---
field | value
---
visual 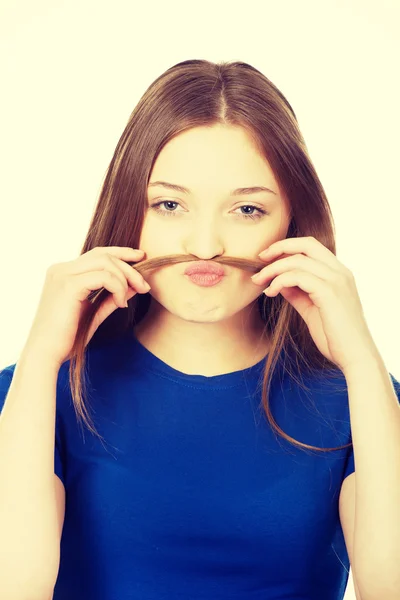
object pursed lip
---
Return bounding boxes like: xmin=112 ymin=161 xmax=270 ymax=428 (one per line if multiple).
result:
xmin=185 ymin=260 xmax=225 ymax=275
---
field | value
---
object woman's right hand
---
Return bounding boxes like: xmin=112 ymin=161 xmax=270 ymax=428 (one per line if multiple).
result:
xmin=25 ymin=246 xmax=149 ymax=366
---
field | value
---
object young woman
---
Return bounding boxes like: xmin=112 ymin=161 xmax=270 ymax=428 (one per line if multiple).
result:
xmin=0 ymin=60 xmax=400 ymax=600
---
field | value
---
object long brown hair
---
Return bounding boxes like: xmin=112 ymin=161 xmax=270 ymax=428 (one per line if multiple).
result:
xmin=65 ymin=60 xmax=352 ymax=452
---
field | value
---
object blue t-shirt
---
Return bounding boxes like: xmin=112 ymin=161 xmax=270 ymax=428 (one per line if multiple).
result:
xmin=0 ymin=332 xmax=400 ymax=600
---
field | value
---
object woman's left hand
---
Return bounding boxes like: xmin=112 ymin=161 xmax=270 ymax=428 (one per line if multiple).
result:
xmin=253 ymin=237 xmax=378 ymax=372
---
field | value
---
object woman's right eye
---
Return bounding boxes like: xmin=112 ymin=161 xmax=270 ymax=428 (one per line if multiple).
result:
xmin=150 ymin=200 xmax=178 ymax=216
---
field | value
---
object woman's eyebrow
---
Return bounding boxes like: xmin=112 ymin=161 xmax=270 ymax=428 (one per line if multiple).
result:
xmin=148 ymin=181 xmax=277 ymax=196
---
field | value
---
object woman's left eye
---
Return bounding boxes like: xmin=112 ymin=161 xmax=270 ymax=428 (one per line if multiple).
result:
xmin=150 ymin=200 xmax=269 ymax=220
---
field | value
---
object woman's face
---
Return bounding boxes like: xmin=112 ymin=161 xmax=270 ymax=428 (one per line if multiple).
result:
xmin=139 ymin=125 xmax=290 ymax=323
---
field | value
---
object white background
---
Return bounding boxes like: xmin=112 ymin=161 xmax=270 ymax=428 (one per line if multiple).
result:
xmin=0 ymin=0 xmax=400 ymax=600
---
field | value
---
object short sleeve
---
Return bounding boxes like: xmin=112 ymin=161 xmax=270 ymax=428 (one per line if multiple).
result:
xmin=0 ymin=364 xmax=65 ymax=486
xmin=343 ymin=373 xmax=400 ymax=479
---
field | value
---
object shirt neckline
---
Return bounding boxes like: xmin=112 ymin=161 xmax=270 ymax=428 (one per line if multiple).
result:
xmin=122 ymin=330 xmax=268 ymax=388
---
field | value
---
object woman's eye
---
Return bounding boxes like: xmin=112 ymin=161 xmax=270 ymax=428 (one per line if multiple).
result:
xmin=150 ymin=200 xmax=269 ymax=220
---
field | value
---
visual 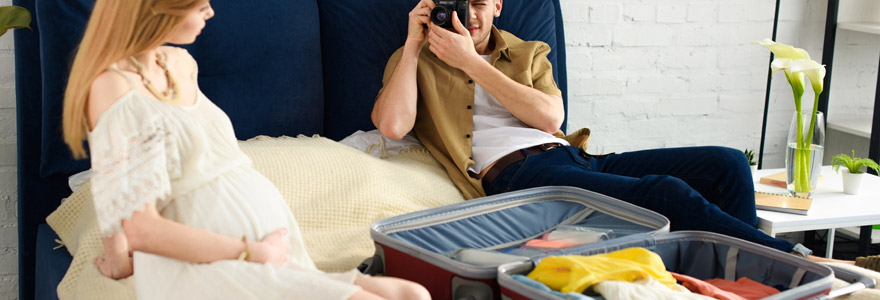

### [Stated problem]
Copy the listing above word for word, leaving out the pictures.

### [Exercise response]
---
field | value
---
visual 
object pursed lip
---
Return bounding boxes like: xmin=112 ymin=161 xmax=270 ymax=428 (one per line if multiple).
result:
xmin=185 ymin=260 xmax=225 ymax=275
---
field | value
---
object woman's right hand
---
Return bounding boxes like: xmin=112 ymin=161 xmax=270 ymax=428 (one per line if multiple).
result:
xmin=25 ymin=246 xmax=149 ymax=366
---
field | value
---
object young woman
---
Return bounding boxes like: xmin=112 ymin=161 xmax=270 ymax=428 (one per line if multiple).
result:
xmin=0 ymin=60 xmax=400 ymax=600
---
field | value
---
object long brown hair
---
Return bounding boxes like: xmin=112 ymin=161 xmax=270 ymax=428 (one per line if multiple).
result:
xmin=65 ymin=60 xmax=352 ymax=452
---
field | value
---
object blue t-shirt
---
Return bounding boxes like: xmin=112 ymin=161 xmax=270 ymax=428 (one per line if multiple).
result:
xmin=0 ymin=332 xmax=400 ymax=600
---
field | value
---
object woman's left hand
---
Return bounding boxes like: xmin=112 ymin=161 xmax=270 ymax=428 (one per line if multiple).
result:
xmin=253 ymin=237 xmax=378 ymax=372
---
field | value
---
object woman's right eye
---
Return bounding boxes like: xmin=112 ymin=161 xmax=270 ymax=428 (one per line if multiple).
result:
xmin=150 ymin=200 xmax=178 ymax=216
---
field | value
---
object woman's eyebrow
---
Return bounding boxes like: xmin=112 ymin=161 xmax=270 ymax=428 (one per line if multiple).
result:
xmin=148 ymin=181 xmax=277 ymax=196
---
field | value
---
object woman's left eye
---
Return bounding boxes like: xmin=112 ymin=161 xmax=270 ymax=428 (one per line if multiple).
result:
xmin=150 ymin=200 xmax=269 ymax=220
---
field | value
---
object woman's face
---
Return bounding boxes like: xmin=112 ymin=161 xmax=270 ymax=428 (one per line if multiple).
result:
xmin=139 ymin=125 xmax=290 ymax=323
---
field | value
---
object white background
---
Return bounding boxes like: xmin=112 ymin=161 xmax=270 ymax=428 (one per line if multiple).
result:
xmin=0 ymin=0 xmax=400 ymax=600
---
field | value
---
object short sleeve
---
Return bounding boxes like: xmin=112 ymin=161 xmax=270 ymax=428 (one per line if multiple).
result:
xmin=0 ymin=364 xmax=65 ymax=486
xmin=343 ymin=373 xmax=400 ymax=479
---
field | value
---
object shirt neckline
---
Return bounding boxes like: xmin=112 ymin=161 xmax=270 ymax=428 (one per line if multiple).
result:
xmin=122 ymin=330 xmax=268 ymax=388
---
field | value
---
object woman's eye
---
Return bounding boxes like: xmin=112 ymin=161 xmax=270 ymax=428 (one per line if multiple).
result:
xmin=150 ymin=200 xmax=269 ymax=220
---
field | value
---
visual 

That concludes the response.